### Quoted text
[start]

Re: Namespaces, the universe, and everything

On Fri, 20 Jun 1997, Sam Hunting wrote:

> Tim Bray writes:
> 
> > >Perhaps in a future revision process DTDs will transmogrify, and
> > >son-of-8879 will have a much more ambitious world-view as to what
> > >constitutes a markup declaration.  In the meantime, these guys are
> > >convinced that they need namespaces and they need them well-defined
> > >by Q4 '97, and we shouldn't tell them that they can't have them.
> 
> Well, then *this* is the fundamental requirement, then, isn't it?

It certainly appears so -- an essentially external process has deemed a
protean notion yclept "namespace" to be a Good Thing To Have On Hand ASAP. 
The issue, then, is the syntactic machinery to permit this. 

> I buy David Durand's plea for a conservative approch to the namespaces
> issue. 

I'll add my Me Too. Assuming that *some* syntactic device will have to be
invented, I would prefer that it (a) be least invasive in terms of the
appropriate changes in SGML-bis, (b) not be *limited* to 97q4 "namespaces"
in its overt syntactic function.

[end]

(Items from a dataset)
[start]

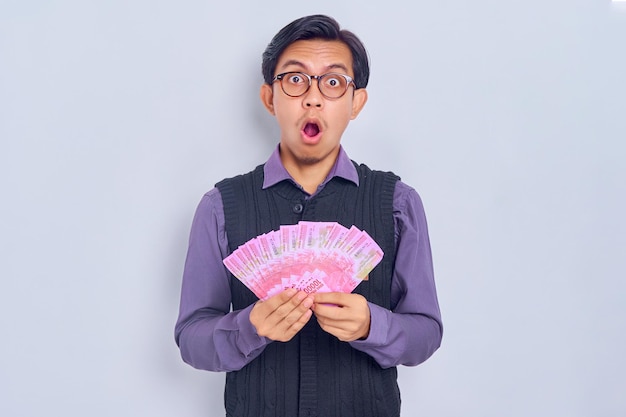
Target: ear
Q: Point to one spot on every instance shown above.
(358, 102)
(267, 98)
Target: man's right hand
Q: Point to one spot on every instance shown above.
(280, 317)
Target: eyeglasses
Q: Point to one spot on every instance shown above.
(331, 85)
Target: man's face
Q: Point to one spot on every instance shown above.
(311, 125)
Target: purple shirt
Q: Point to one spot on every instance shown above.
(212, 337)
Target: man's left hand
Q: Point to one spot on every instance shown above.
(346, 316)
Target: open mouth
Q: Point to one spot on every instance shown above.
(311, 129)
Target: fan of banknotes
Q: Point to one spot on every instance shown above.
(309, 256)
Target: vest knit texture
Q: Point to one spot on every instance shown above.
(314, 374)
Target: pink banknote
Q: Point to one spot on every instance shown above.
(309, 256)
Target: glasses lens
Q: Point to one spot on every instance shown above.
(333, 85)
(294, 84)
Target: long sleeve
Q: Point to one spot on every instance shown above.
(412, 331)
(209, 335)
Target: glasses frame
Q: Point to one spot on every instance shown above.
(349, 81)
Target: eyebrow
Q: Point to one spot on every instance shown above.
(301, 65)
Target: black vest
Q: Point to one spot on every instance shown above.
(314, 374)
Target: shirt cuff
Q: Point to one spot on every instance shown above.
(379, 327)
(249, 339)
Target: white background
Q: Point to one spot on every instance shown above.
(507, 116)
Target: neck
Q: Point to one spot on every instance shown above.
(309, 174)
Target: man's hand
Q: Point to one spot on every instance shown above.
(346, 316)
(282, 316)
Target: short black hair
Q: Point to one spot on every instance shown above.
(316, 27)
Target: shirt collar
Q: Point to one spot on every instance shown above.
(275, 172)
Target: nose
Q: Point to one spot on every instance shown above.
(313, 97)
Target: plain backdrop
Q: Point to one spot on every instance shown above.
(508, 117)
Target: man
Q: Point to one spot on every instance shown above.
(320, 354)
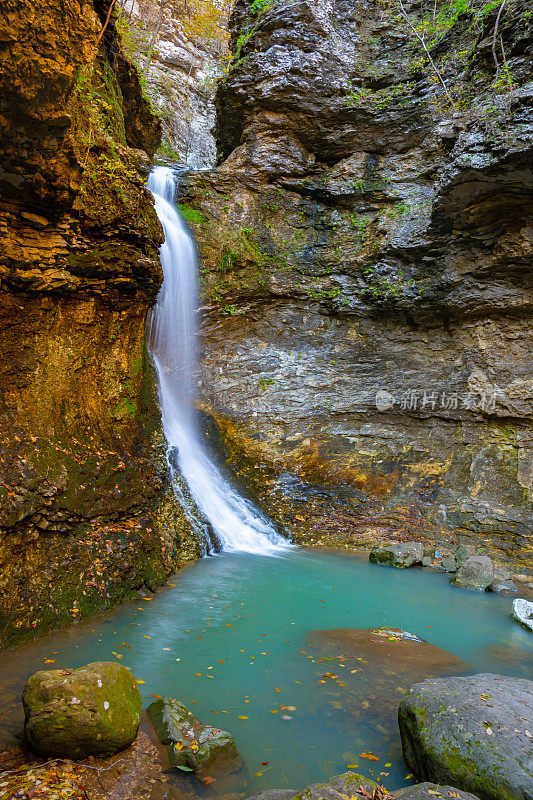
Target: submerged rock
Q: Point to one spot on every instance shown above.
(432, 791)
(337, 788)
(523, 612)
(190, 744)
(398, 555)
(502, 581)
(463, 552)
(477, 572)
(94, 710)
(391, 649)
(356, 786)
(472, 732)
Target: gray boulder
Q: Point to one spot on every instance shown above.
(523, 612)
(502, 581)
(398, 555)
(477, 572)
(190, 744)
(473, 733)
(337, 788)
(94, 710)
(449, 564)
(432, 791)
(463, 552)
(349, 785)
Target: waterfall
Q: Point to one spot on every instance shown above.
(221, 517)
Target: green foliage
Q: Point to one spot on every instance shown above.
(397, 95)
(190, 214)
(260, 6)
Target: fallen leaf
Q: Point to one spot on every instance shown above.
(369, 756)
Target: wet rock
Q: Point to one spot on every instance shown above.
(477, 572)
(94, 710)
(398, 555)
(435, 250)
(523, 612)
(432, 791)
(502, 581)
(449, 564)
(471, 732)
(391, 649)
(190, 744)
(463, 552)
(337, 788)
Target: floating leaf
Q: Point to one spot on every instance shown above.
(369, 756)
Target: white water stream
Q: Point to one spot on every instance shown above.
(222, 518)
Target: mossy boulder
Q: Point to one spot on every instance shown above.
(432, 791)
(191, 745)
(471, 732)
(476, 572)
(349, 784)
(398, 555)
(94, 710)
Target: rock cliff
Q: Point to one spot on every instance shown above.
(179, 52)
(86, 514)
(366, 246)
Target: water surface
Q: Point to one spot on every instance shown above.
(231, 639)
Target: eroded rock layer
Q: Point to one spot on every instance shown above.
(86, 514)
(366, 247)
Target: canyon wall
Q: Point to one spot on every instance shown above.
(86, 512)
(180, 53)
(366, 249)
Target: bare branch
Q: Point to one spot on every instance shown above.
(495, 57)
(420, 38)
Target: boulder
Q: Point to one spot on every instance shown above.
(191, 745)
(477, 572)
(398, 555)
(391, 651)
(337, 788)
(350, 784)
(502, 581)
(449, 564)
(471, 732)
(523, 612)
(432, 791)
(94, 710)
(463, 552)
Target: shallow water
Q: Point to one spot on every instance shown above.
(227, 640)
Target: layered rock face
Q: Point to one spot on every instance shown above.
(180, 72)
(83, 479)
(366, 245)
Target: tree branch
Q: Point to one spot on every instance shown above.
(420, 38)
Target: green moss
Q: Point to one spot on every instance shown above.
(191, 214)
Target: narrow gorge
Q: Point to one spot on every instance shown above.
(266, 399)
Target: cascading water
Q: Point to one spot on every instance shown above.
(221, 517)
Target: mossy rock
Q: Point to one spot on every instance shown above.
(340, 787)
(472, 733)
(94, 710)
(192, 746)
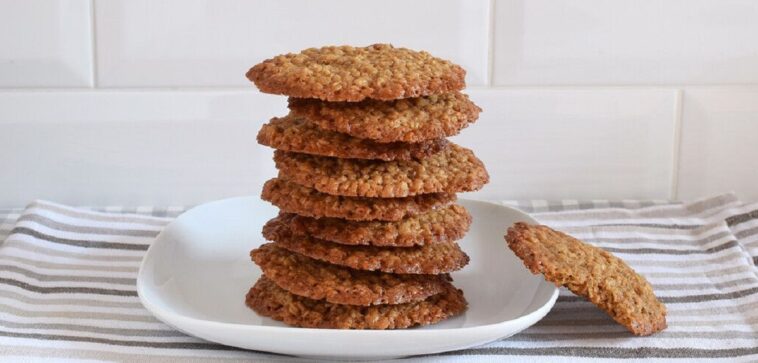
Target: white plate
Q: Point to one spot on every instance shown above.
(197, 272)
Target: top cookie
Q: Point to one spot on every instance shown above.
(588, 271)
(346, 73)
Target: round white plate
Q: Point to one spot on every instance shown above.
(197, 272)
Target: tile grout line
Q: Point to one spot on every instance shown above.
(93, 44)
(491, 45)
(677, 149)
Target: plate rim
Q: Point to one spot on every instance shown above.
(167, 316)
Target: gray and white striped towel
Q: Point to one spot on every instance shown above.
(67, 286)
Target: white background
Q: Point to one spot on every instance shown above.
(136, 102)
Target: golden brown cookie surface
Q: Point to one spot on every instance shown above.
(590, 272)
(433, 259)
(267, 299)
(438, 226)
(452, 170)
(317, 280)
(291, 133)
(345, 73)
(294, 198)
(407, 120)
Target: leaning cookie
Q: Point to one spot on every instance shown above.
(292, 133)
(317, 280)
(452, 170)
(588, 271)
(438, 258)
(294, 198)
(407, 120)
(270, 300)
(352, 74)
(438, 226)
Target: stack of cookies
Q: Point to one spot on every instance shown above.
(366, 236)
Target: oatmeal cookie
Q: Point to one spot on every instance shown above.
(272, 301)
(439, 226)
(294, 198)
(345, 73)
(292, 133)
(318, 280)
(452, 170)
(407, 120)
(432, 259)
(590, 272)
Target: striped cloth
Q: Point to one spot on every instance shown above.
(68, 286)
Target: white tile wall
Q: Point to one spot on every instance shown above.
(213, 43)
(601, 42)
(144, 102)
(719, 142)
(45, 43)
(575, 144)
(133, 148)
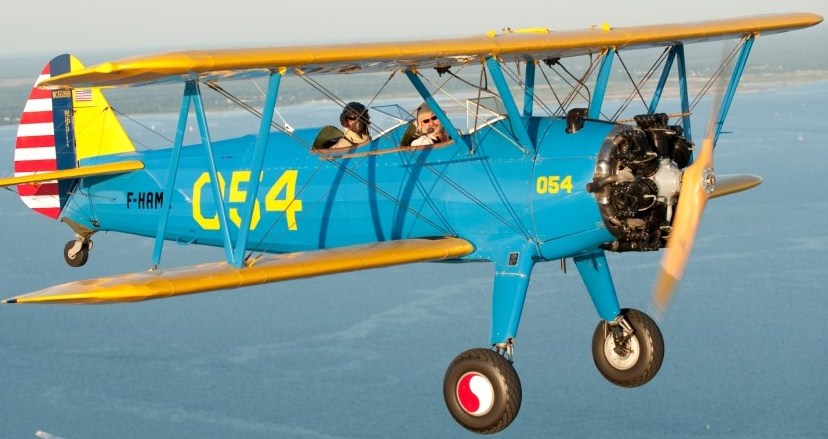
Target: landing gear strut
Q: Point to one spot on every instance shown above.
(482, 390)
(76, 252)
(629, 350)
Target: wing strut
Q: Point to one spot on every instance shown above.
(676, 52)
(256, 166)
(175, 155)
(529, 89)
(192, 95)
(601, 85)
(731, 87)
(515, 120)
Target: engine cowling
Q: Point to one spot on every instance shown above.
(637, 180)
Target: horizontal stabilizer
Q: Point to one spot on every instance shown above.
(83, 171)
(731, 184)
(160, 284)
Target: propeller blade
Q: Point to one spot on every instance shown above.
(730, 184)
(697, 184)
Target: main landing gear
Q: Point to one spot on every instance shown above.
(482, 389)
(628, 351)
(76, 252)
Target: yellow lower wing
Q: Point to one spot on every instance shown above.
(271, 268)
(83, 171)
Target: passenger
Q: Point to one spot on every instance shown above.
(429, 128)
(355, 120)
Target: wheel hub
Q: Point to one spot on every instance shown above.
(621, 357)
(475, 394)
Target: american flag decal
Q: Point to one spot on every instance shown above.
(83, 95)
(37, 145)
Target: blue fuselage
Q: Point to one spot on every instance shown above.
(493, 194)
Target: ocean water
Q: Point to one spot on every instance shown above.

[end]
[start]

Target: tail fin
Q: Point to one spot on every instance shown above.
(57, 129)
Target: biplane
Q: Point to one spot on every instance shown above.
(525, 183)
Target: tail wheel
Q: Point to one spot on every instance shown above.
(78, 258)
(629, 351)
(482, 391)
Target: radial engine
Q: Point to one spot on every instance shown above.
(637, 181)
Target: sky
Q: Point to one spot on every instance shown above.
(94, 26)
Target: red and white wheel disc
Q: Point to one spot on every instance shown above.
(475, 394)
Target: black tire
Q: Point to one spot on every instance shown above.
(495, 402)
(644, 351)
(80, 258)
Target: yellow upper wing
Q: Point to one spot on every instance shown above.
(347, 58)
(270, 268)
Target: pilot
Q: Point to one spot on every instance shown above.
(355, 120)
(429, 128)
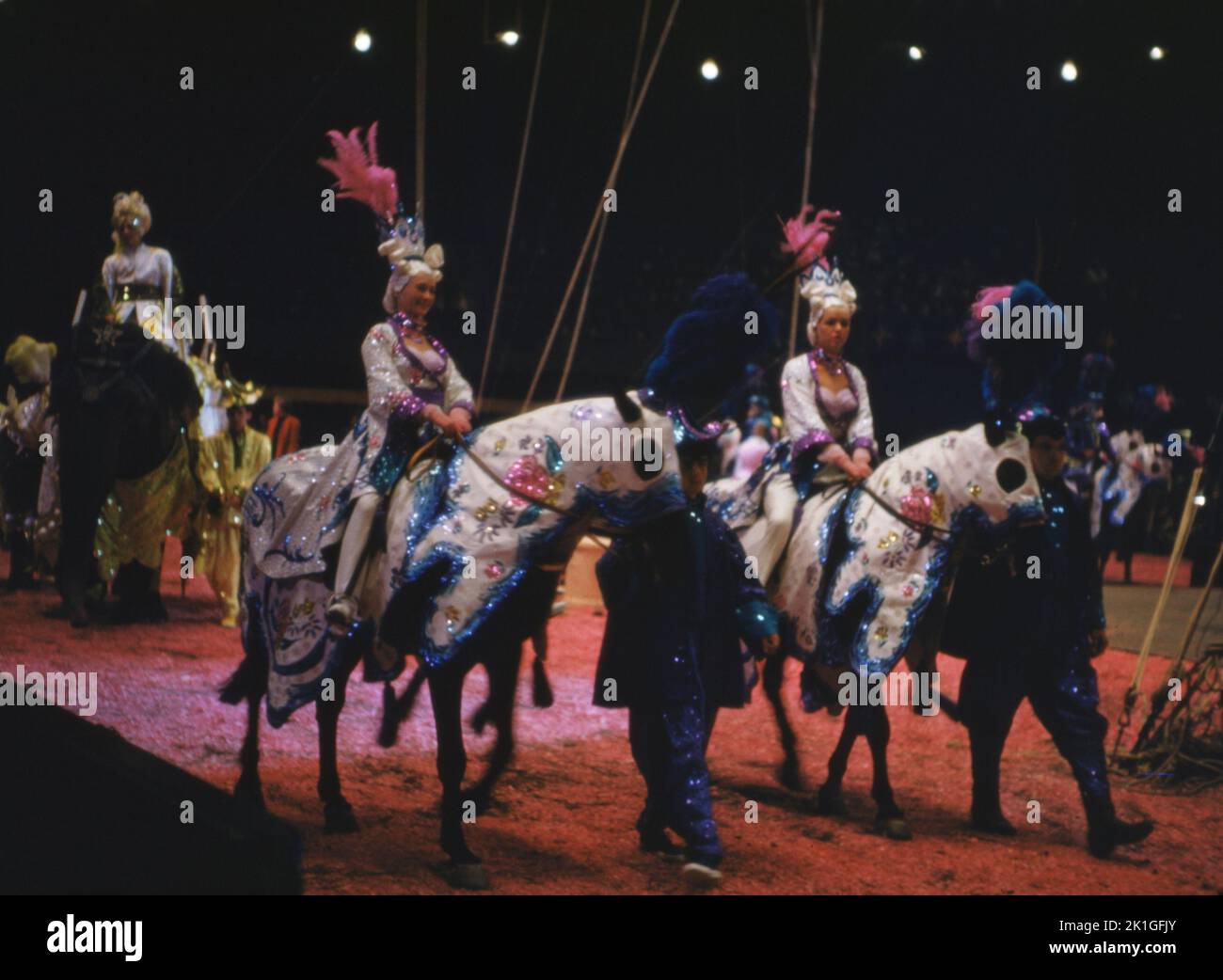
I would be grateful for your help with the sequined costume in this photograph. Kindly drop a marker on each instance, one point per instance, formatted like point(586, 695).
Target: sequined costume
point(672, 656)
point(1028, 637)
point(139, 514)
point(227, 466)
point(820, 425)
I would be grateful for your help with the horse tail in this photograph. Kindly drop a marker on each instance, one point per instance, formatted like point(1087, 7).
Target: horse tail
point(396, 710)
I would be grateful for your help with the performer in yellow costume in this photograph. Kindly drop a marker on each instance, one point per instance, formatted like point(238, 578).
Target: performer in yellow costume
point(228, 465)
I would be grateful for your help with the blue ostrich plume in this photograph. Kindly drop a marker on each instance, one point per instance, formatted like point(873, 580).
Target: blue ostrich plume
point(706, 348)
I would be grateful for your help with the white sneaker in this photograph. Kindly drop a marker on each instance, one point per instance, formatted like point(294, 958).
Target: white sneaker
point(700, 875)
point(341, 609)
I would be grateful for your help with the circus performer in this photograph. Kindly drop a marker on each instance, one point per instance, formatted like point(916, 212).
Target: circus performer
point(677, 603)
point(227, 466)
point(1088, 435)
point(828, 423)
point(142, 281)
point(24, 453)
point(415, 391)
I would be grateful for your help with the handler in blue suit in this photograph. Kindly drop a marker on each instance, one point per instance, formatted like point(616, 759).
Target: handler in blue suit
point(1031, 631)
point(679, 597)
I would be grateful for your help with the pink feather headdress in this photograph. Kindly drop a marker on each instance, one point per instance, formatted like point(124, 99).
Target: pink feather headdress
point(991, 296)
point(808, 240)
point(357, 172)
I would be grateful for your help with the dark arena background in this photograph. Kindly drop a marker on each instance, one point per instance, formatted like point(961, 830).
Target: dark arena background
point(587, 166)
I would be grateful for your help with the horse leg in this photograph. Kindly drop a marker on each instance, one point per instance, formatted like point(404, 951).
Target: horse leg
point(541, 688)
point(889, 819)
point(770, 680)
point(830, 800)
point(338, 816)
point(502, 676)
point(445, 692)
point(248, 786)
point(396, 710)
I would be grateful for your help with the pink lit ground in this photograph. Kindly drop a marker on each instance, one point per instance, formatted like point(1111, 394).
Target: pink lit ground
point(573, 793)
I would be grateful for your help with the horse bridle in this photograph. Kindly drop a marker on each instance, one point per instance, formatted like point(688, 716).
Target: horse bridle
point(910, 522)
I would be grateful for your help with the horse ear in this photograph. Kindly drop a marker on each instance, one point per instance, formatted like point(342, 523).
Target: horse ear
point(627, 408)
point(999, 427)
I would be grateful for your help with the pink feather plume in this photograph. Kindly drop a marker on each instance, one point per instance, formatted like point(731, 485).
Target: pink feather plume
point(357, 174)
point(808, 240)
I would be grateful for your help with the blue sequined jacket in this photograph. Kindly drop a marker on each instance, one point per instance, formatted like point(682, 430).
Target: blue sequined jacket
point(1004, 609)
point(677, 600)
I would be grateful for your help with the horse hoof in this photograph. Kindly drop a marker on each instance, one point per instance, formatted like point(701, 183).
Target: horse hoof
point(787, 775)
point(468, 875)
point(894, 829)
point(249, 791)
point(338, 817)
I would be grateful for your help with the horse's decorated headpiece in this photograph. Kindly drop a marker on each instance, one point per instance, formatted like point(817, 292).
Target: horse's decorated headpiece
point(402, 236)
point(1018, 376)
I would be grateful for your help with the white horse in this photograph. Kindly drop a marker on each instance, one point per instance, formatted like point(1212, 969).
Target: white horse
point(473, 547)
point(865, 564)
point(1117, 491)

[end]
[start]

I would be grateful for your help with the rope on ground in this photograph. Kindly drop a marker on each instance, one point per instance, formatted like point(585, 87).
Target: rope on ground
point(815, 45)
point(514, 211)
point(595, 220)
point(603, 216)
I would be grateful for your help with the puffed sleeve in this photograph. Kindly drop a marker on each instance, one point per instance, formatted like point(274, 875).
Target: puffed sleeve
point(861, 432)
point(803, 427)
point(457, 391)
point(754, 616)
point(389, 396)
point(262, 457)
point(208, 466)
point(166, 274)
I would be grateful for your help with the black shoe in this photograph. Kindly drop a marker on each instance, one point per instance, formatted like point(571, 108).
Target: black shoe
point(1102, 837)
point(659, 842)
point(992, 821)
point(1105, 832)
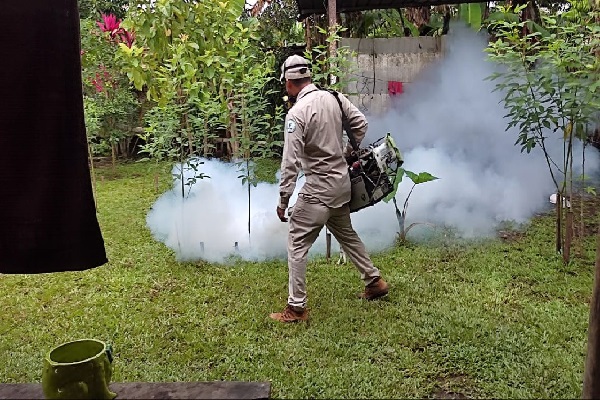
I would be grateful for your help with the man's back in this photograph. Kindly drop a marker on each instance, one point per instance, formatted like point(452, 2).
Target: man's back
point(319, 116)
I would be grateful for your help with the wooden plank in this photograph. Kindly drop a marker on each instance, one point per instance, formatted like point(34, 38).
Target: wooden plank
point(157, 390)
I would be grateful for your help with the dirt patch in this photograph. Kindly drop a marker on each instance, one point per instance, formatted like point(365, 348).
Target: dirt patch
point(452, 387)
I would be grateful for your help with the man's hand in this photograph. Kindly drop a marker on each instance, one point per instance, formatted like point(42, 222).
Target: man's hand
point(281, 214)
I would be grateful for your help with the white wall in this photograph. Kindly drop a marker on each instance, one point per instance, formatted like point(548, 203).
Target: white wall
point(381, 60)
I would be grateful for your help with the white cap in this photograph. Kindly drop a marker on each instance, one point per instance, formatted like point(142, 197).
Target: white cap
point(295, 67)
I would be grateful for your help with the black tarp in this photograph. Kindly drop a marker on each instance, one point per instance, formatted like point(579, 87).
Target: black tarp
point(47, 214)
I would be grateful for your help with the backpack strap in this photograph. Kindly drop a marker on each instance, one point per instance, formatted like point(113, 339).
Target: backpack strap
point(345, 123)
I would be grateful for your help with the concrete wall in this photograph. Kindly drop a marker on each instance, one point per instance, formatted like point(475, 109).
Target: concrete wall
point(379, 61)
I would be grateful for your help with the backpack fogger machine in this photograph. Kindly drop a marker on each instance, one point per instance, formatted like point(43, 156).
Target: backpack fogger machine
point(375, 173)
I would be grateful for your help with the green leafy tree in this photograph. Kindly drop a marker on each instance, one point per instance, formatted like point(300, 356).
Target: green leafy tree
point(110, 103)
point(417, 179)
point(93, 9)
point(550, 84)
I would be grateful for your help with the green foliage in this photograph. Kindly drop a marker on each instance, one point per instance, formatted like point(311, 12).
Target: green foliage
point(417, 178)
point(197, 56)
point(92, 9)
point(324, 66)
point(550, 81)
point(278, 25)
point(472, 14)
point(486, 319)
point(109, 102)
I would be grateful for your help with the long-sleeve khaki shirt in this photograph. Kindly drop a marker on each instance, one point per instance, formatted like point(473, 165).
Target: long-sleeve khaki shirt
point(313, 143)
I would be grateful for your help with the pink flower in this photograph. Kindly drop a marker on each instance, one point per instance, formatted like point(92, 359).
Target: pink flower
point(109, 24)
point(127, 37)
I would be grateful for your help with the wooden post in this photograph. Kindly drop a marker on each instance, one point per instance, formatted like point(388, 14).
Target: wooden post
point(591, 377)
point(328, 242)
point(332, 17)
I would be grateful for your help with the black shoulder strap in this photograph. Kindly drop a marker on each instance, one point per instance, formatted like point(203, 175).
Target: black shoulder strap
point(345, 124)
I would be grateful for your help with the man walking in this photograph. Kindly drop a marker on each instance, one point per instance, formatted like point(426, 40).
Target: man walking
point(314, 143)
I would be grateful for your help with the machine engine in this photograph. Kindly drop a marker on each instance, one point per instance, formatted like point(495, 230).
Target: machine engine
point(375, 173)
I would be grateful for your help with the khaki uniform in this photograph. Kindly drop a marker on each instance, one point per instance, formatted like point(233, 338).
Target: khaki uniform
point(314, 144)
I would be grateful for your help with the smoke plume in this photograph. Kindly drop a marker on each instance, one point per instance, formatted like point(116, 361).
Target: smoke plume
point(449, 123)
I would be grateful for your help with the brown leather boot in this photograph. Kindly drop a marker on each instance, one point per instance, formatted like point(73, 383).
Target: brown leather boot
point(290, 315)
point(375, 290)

[end]

### Tasks to carry out
- A) In the namespaces message, change "syntactic machinery" to "syntactic mechanism" and give the passage starting with "It certainly appears" and going on through "to permit this.".
- B) Can you go on with the namespaces message, picking up after its last sentence?
The listing isn't needed for anything here.

### Task responses
- A)
It certainly appears so -- an essentially external process has deemed a
protean notion yclept "namespace" to be a Good Thing To Have On Hand ASAP. 
The issue, then, is the syntactic mechanism to permit this.

- B)
In fact, the syntactic requirements appear to be relatively orthogonal to
the whole business of why namespaces are so urgent. If it were just a
matter of associating a "wider context" to an element -- typically for
semantic purposes -- the AF solution via attributes *is* an answer. This
can't be the problem. 

Rather, the problem seems to be how to "uniquify" GIs in contexts where
name clashes can't be ruled out. Quite apart from the serious validation
issues raised (Paul Grosso's AAP example comes to mind), there's also the
chance that the app downstream from the parser, i.e. the "semantic
engine", will get confused too. Hey, waitaminnit.  Preventing that is
supposed to be a raison d'etre of SGML... So, what are we *really* talking
about here when we say that "name clashes can't be ruled out"? IOW, *why*
can't they ruled out? 

It appears that the Canonical Problem is not inclusion of data from
multiple domains. It's such inclusion *on an ad hoc basis*; this is what
forces the need for syntactic distinguishability in the instance. We're
talking about a syntactically explicit Cut'N'Paste mechanism. It may help,
then, to work backwards from a standard SGML answer to this, notations
and (external) entities, and cast this as what happens when you inline
such a notated entity. 

Clearly, the requirement is to preserve the notation information: the data
content of the entity will still need to be in a portable or transferable
form (on General Principles: some day we'll need the external reference
mechanism anyway, and then it will do no good if the actual data content
has to assume different syntactic forms depending on where it gets to be
plunked.) The argument against the AF answer is that the naming attribute
even when included isn't distinguishable in the instance: it requires
extra DTD machinery to work.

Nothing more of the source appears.